§ Problem to work on:
Copy out all of the data below with no alterations.

§ Material shown:
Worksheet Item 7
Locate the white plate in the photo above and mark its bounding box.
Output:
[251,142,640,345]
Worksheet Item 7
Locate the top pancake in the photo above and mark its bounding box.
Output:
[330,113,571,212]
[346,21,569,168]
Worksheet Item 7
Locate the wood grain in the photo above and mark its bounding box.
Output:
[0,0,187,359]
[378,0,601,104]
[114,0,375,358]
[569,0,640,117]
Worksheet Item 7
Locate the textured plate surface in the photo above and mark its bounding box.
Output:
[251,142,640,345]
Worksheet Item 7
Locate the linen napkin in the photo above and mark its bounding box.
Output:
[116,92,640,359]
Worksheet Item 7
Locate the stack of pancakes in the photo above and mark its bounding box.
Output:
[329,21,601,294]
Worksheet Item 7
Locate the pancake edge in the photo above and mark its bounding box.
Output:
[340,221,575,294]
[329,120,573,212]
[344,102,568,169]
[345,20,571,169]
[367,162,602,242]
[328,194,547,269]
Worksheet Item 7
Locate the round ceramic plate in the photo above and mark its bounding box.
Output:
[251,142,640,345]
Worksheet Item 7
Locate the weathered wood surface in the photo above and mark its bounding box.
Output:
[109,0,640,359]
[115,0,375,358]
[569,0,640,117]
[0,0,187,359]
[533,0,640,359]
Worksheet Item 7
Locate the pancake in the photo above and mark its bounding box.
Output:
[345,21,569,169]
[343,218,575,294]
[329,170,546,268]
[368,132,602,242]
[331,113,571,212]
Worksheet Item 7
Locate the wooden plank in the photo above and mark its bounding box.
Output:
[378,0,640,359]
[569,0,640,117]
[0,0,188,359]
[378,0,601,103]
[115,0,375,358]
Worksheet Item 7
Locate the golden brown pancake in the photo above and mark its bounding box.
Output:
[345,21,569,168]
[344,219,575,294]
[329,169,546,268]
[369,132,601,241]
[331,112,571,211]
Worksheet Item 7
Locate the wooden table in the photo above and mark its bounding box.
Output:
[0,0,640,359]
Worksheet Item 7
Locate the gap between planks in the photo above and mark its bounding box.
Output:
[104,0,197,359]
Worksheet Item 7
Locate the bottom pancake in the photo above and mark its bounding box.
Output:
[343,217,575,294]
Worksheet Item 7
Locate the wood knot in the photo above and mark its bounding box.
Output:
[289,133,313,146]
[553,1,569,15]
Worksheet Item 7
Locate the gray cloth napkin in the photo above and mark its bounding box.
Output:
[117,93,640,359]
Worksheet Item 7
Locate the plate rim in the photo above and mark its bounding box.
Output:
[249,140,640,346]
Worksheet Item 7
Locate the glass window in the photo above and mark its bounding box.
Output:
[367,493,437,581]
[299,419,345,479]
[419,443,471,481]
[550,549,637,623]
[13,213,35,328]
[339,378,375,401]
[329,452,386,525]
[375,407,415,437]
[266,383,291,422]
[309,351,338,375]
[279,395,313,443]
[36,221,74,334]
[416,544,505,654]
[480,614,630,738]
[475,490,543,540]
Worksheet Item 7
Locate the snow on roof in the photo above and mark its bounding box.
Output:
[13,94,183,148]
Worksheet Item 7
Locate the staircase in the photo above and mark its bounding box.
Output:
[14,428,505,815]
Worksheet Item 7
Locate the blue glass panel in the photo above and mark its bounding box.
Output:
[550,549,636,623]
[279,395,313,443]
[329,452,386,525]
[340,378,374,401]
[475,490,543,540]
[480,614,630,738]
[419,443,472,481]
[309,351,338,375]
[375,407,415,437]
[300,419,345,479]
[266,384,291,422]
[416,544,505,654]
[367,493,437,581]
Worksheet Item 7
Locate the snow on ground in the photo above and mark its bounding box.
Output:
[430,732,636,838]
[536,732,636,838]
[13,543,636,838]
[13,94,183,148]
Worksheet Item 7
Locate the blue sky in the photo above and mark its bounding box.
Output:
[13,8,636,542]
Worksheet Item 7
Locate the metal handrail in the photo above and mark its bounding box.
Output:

§ Task answer:
Worksheet Item 7
Locate the white plate in the photo above and mark its bounding box.
Output:
[251,142,640,345]
Worksheet Item 7
Locate the top pancake in the photo above and mark its bounding box.
Output:
[330,113,571,212]
[346,21,569,168]
Worksheet Item 7
Locate the wood grain in the photo above and mark its bounding box.
Output:
[0,0,187,359]
[378,0,601,104]
[114,0,375,358]
[569,0,640,117]
Worksheet Item 7
Locate the textured plate surface in the photo above and mark its bounding box.
Output:
[251,142,640,345]
Worksheet Item 7
Locate the linen napkin in the photo above and mark its bounding box.
Output:
[116,92,640,359]
Worksheet Item 7
Locate the stack of pancakes in the photo above and mark its bounding box.
Output:
[329,21,601,294]
Worksheet Item 7
Locate the pancake edge in the photo above and mark its bounding box.
Output:
[340,221,575,294]
[329,120,573,212]
[344,102,568,169]
[345,20,571,169]
[367,162,602,242]
[328,194,547,269]
Worksheet Item 7
Locate the round ceramic plate in the photo above and mark its bounding box.
Output:
[251,142,640,345]
Worksheet Item 7
Locate the weathered wood surface in the photo above and mark its bounding box.
Output:
[109,0,640,359]
[115,0,375,358]
[569,0,640,117]
[0,0,187,359]
[533,0,640,359]
Worksheet Item 7
Locate the pancake in the photo above and mark its bounding box.
Output:
[345,21,569,169]
[343,218,575,294]
[329,170,546,268]
[368,132,602,242]
[331,113,571,212]
Worksheet Item 7
Locate the wooden plank in the photo above and mark its bounding box.
Output:
[378,0,640,359]
[569,0,640,117]
[0,0,188,359]
[378,0,601,103]
[115,0,375,358]
Worksheet Item 7
Locate the golden brown pancake in the photo above and mark its bounding box.
Output:
[345,21,569,168]
[344,219,575,294]
[329,169,546,268]
[369,132,601,241]
[331,112,571,211]
Worksheet Item 7
Locate the wooden table in the photo above and mark its bounding box.
Output:
[0,0,640,359]
Worksheet Item 7
Locate the gap between planks in the photo above and mark its bounding box.
Output:
[104,0,197,359]
Worksheet Item 7
Locate the bottom pancake in the photo above and mark its bounding box.
Output:
[343,217,575,294]
Worksheet Item 7
Locate the wood knot in the photo above and mark its bounding box.
Output:
[289,133,313,146]
[553,1,569,15]
Worksheet Item 7
Locate the gray cloth napkin in the photo above and mark its bounding box.
Output:
[117,93,640,359]
Worksheet Item 7
Locate the plate rim in the photo above and mark its bounding box.
Output:
[249,140,640,346]
Worksheet Item 7
Locate the glass window in the photo above and mark its bounding box.
Output:
[367,493,437,581]
[299,419,345,479]
[419,443,471,481]
[550,549,637,623]
[13,213,35,328]
[339,378,375,401]
[329,452,386,525]
[375,407,415,437]
[266,383,291,422]
[309,351,338,375]
[279,395,313,443]
[36,221,74,334]
[416,544,505,654]
[480,614,630,738]
[475,490,543,540]
Worksheet Item 7
Locate the snow on roof in the photo above and mark its bounding box.
Output:
[13,94,183,148]
Worksheet Item 7
Locate the staircase in the photo above and mark its bounding box.
Output:
[14,428,505,815]
Worksheet Item 7
Locate the blue glass panel in the photo above and mark its bounding box.
Output:
[550,549,636,623]
[279,395,313,443]
[329,452,386,525]
[340,378,374,401]
[475,490,543,540]
[480,614,630,738]
[419,443,472,481]
[309,351,338,375]
[375,407,415,437]
[300,419,345,479]
[266,384,291,422]
[416,544,505,654]
[367,493,437,581]
Worksheet Item 7
Locate the snow on ground in the photo above and mark its bounding box.
Output:
[430,732,636,838]
[536,732,636,838]
[13,543,636,838]
[13,94,183,148]
Worksheet Item 7
Locate the blue sky in the photo above and mark its bounding box.
Output:
[13,8,636,542]
Worksheet Item 7
Locate the metal handrail in the photo above and mark its bounding box.
Output:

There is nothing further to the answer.